* _Deine Aufgaben_
**A)** Schreib den Text von „In der Schweiz“ bis einschließlich „Kiefer im Studiogespräch.“ neu und setze dabei „Bundes“ an die Stelle von „Staates“.
**B)** Welche Sterbehilfeorganisation hat Mrs. Pharaoh laut dem Text benutzt?

* _Ausgangstext_
◇ ◇ ◇ ◇ ◇ ◇ ◇
Dabei war Pharaoh gesund, aktiv, keineswegs depressiv und körperlich unabhängig. Sie habe einfach in ihrem Berufsleben genug gesehen, um zu wissen, dass sie nicht alt werden und der Umgebung zur Last fallen wolle.
In der Schweiz äusserte sich nun Betrand Kiefer dazu, der Chefredaktor der «Revue Médicale Suisse». Kiefer ist zum einen Arzt – aber auch studierter Theologe und geweihter Preister. Im «Telejournal» des Fernsehens RTS meinte er, mit dem Fall Pharaoh sei man an eine rote Linie gelangt.
«Die Rolle des Staates oder überhaupt der Gesellschaft ist es, den Menschen zu helfen, die Suizidgedanken haben», meinte Kiefer im Studiogespräch. 
Oft sei der Todeswunsch ja ambivalent. Und die richtige Antwort bestehe nicht darin, diesem Wunsch einfach statttzugeben, sondern ihm auch zu widersprechen.
Sterbehilfeorganisationen wie Exit, Dignitas oder (die von Mrs. Pharaoh benutzte) Lifecircle verlangten eine polypathologische Diagnose, um das Rezept für ein tödliches Mittel auszustellen. Aber hier, so Kiefer, sei man in einem «extrem vagen Bereich». Der Arzt erinnerte daran, dass die Schweiz als einziges Land weltweit die Beihilfe in solchen Fällen erlaubt.
◇ ◇ ◇ ◇ ◇ ◇ ◇
* _Zu prüfende Daten_
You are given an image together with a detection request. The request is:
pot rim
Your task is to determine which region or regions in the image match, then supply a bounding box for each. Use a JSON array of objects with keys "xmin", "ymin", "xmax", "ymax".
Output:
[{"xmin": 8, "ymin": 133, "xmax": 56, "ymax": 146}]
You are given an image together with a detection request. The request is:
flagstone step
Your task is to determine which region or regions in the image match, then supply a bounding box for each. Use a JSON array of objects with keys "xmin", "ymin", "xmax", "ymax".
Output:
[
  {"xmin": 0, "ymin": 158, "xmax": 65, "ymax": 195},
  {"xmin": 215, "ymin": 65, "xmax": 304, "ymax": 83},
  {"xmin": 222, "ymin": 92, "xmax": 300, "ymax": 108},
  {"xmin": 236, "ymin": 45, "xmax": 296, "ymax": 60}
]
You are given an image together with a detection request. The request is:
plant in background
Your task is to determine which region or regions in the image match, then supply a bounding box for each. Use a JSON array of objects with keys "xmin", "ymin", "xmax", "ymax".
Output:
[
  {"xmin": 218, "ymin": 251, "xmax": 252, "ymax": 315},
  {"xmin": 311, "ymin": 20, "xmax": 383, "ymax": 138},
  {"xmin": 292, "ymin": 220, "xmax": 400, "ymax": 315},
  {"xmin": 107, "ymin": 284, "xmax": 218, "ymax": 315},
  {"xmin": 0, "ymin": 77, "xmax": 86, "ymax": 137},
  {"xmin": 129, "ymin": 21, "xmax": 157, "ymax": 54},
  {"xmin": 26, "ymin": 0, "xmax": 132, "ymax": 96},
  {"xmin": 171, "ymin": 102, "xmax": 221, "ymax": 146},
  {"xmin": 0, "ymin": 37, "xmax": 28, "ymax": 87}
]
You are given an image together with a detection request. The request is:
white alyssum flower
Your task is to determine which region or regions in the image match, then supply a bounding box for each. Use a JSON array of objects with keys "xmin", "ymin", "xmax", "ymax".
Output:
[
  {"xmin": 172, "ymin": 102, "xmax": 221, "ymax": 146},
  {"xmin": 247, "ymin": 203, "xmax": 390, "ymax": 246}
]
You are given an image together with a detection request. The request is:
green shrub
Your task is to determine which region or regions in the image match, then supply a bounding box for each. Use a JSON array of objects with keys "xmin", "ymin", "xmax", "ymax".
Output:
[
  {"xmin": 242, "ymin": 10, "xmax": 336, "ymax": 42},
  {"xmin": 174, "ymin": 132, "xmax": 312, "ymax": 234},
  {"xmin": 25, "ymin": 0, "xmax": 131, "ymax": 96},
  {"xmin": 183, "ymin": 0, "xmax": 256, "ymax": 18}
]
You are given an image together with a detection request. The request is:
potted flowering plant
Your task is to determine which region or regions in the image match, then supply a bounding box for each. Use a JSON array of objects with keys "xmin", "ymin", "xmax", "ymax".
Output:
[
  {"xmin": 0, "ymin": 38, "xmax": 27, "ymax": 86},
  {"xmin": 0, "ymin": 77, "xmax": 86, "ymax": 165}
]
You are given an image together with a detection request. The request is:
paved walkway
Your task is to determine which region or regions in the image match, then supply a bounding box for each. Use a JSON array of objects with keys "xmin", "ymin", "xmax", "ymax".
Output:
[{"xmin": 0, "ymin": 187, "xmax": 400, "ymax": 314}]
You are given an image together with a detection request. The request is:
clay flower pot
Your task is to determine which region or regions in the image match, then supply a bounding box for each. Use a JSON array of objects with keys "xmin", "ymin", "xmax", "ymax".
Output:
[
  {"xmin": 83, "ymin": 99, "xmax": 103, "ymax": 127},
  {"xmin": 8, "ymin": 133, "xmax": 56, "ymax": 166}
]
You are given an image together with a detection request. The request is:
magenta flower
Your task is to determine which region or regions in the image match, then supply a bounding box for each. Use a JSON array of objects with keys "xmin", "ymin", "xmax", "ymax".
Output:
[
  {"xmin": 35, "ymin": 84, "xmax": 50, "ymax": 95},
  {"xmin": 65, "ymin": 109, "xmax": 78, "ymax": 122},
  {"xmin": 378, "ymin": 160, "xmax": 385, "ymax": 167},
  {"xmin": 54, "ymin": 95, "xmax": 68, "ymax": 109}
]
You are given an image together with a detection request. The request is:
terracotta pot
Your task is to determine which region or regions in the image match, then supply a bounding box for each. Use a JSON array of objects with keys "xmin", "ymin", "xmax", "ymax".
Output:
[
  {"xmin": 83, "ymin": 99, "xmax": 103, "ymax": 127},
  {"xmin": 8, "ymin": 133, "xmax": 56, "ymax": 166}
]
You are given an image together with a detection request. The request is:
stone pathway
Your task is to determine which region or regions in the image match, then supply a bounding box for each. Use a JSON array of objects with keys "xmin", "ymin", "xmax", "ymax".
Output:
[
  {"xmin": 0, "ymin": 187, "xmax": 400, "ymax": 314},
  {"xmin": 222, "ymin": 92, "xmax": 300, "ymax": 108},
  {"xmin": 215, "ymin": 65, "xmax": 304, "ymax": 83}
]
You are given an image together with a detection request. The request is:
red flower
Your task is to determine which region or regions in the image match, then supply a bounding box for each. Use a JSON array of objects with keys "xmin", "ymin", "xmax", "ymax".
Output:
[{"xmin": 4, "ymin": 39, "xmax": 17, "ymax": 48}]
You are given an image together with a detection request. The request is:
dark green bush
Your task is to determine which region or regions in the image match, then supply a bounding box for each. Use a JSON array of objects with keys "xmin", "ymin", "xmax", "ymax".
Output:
◇ ◇ ◇ ◇ ◇ ◇ ◇
* _Lösungen je Aufgabe_
**A)**
In der Schweiz äusserte sich nun Betrand Kiefer dazu, der Chefredaktor der «Revue Médicale Suisse». Kiefer ist zum einen Arzt – aber auch studierter Theologe und geweihter Preister. Im «Telejournal» des Fernsehens RTS meinte er, mit dem Fall Pharaoh sei man an eine rote Linie gelangt.
«Die Rolle des Bundes oder überhaupt der Gesellschaft ist es, den Menschen zu helfen, die Suizidgedanken haben», meinte Kiefer im Studiogespräch.

**B)** Lifecircle.